From the listing below, pull out every line that contains the word "silhouette", matching case exactly, and copy each of those lines.

- LISTED RECORDS:
>> START
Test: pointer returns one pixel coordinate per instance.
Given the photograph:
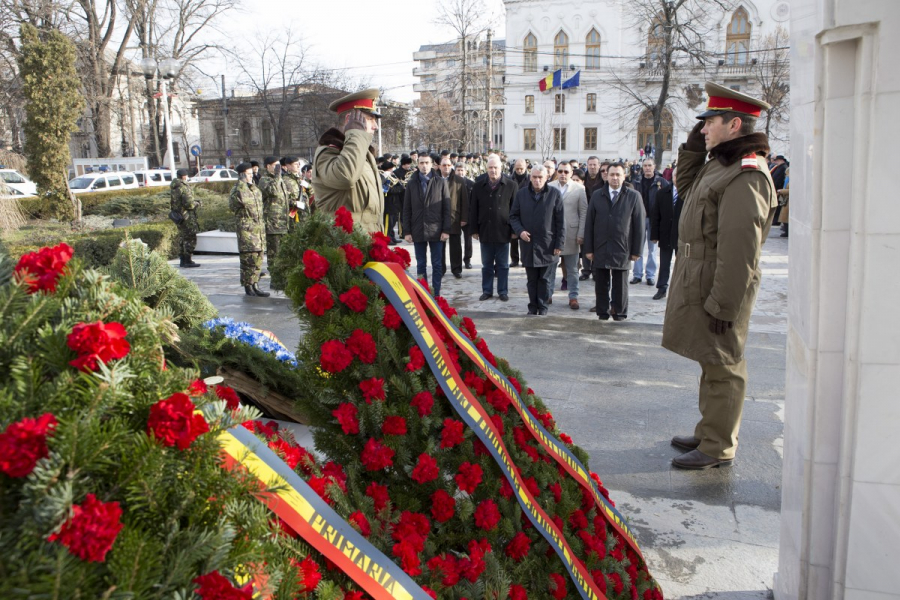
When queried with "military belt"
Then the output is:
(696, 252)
>> END
>> START
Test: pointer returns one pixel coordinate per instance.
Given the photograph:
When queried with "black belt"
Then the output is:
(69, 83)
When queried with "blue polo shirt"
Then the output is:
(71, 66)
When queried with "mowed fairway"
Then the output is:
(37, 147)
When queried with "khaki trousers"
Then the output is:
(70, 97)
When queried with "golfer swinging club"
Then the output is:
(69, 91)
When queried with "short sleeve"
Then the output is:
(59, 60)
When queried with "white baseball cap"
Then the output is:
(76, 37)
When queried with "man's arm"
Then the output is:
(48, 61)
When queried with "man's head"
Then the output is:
>> END
>> START
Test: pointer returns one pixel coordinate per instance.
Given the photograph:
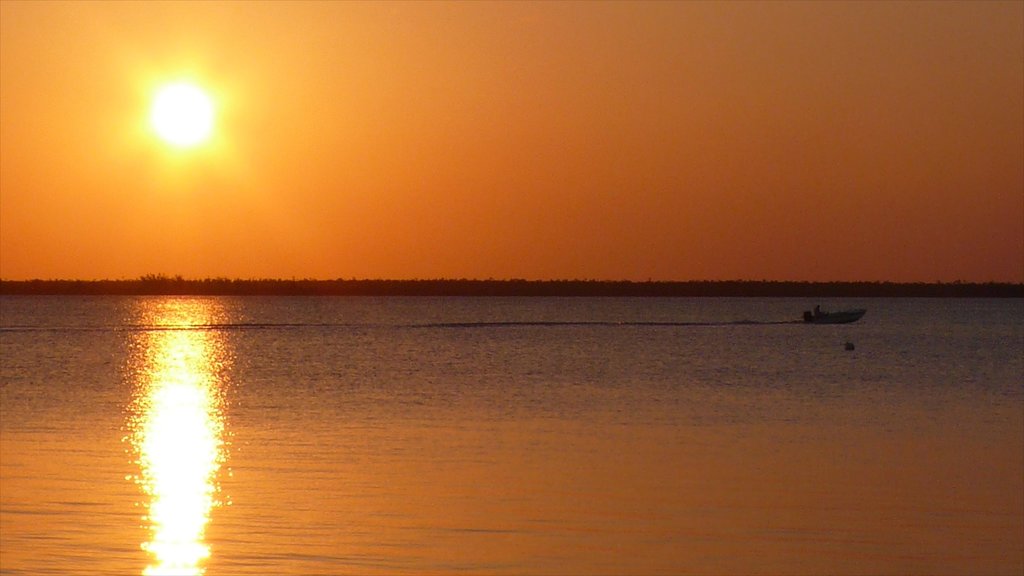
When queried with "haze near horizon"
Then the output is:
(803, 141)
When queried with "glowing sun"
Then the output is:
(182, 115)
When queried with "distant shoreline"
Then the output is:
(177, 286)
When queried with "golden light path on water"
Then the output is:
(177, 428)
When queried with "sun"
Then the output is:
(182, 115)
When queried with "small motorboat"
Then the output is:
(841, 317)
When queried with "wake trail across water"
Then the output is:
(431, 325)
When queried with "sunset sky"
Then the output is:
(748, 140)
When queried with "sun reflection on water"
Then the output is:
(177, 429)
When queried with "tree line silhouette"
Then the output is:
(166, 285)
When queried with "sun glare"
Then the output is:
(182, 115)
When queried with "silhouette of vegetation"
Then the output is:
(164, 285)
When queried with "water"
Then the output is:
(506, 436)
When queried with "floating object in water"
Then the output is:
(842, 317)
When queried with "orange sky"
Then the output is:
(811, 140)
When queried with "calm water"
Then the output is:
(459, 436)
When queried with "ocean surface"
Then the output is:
>> END
- SOLUTION TO THE PROBLEM:
When queried with "tree line silhouette"
When queried with "silhouette of vegetation"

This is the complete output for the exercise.